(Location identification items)
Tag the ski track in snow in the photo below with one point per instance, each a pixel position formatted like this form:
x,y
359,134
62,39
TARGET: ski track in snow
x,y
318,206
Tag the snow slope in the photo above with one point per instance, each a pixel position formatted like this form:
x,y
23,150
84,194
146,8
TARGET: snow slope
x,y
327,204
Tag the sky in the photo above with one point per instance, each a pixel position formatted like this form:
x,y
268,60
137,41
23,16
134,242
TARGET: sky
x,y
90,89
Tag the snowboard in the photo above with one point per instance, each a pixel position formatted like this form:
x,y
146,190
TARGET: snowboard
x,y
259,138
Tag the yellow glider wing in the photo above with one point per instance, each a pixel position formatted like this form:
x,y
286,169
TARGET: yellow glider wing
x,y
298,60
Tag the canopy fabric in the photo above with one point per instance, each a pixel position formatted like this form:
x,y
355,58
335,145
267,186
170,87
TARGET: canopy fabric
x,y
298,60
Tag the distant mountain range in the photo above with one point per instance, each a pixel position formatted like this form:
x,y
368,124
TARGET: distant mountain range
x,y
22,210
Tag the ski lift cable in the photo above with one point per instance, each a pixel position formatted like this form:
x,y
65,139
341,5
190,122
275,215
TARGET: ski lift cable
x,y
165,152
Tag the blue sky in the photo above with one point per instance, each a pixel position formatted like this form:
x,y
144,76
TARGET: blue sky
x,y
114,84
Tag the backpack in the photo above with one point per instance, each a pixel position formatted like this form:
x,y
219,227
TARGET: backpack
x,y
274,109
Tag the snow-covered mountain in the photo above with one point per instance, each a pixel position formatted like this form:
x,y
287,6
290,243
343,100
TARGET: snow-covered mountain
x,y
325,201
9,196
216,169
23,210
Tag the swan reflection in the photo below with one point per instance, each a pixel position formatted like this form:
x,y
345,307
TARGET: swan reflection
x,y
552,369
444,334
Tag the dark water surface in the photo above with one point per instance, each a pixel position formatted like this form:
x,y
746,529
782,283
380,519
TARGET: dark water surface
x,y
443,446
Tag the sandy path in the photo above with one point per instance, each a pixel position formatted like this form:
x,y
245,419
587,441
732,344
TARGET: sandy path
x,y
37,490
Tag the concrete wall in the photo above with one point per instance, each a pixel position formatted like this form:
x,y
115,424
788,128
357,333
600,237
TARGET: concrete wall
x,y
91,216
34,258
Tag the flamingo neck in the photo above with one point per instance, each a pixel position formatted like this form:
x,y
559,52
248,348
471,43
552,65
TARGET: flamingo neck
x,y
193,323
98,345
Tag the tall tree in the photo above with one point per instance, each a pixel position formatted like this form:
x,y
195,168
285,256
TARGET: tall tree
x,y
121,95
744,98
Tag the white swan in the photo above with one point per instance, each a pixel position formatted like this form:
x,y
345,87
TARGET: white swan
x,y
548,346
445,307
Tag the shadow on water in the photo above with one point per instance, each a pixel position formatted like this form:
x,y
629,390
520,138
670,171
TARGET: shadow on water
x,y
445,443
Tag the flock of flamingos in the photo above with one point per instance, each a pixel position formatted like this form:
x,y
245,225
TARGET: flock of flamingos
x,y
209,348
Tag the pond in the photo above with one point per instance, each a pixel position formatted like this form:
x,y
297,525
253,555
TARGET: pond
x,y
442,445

#### What you have to do
Your task is to print the whole listing again exactly.

#### Task response
Tag the ski track in snow in the photo below with one point per instance, each a pixel position formatted like this form:
x,y
359,134
62,39
TARGET: ski track in snow
x,y
318,206
Tag the snow slope in the photo above with one point per instance, each a pixel position formatted like this form:
x,y
23,150
84,194
146,8
TARGET: snow slope
x,y
327,204
Tag the sky in the photo above with one point per instance, each a pixel position formatted like this form:
x,y
268,60
137,41
23,16
134,242
TARGET: sky
x,y
90,89
Tag the snowboard in the photo above with one point per instance, each a pixel position formatted like this form:
x,y
146,190
TARGET: snowboard
x,y
259,138
Tag the yellow glider wing in the photo above with one point per instance, each a pixel position formatted like this form:
x,y
286,169
TARGET: yellow glider wing
x,y
298,60
Tag the canopy fabric in the photo above with one point per instance, each a pixel position formatted like this form:
x,y
355,58
335,145
267,186
170,87
TARGET: canopy fabric
x,y
298,60
Tag the distant mountain range in the photo above with one point per instance, each a pixel position formatted like this form:
x,y
368,124
TARGET: distant mountain range
x,y
22,210
Tag the ski lift cable in the photo above with one point per instance, each a pixel position formatted like this form:
x,y
65,139
341,5
190,122
275,215
TARGET: ski lift cable
x,y
165,152
Tag the blue sky in the photo above with one point per instance, each a pixel position formatted like this form:
x,y
144,76
TARGET: blue sky
x,y
114,84
Tag the backpack in the photo above with one point per instance, each a pixel position formatted like this form:
x,y
219,227
TARGET: backpack
x,y
274,109
Tag the snow-covered mountain in the photo above with one point per instance, each a pixel position formatted like this form:
x,y
287,6
290,243
343,100
TARGET: snow-covered mountain
x,y
325,201
9,196
216,169
23,210
Tag the swan reflection in the photo below with one point per instance, each a pixel position formatted like this form:
x,y
345,307
TARGET: swan reflection
x,y
552,369
444,334
Tag the dark water surface in the photo above with one point per instance, each a pixel position formatted like this form:
x,y
746,529
782,283
380,519
TARGET: dark water surface
x,y
443,446
Tag the sandy path in the photo above with one point per instance, each a pixel position formatted like this form:
x,y
245,419
587,441
732,344
TARGET: sandy path
x,y
37,490
Tag the concrete wall in the photo above with one point per instance, each a pixel position formatted like this form:
x,y
115,424
788,128
357,333
600,237
TARGET: concrete wall
x,y
91,216
34,258
Tag the flamingo neck in the photo above with one point per instance, each a pixel position formatted like this form:
x,y
559,52
248,348
471,43
552,65
TARGET: flamingo neck
x,y
193,323
98,345
Tag the tall tree in the photo above with one point per instance, each a pixel position formatted like this form:
x,y
195,168
285,256
TARGET: tall tree
x,y
121,95
744,98
Tag the white swan in the photo above with one point per instance, each a pixel position formatted like this form:
x,y
345,87
TARGET: white swan
x,y
548,346
445,307
Tag the shadow on water in the photo above with one point per instance, each a pixel position formatted like this form:
x,y
629,390
520,138
670,171
TARGET: shadow on water
x,y
445,443
Tag the flock of flamingos in the photo above with one point per instance, each a pixel position formatted like this form:
x,y
245,225
TARGET: flock of flamingos
x,y
209,348
Tag the pond in the photo above with one point per instance, each a pixel position formatted like this form:
x,y
297,525
253,555
TARGET: pond
x,y
442,445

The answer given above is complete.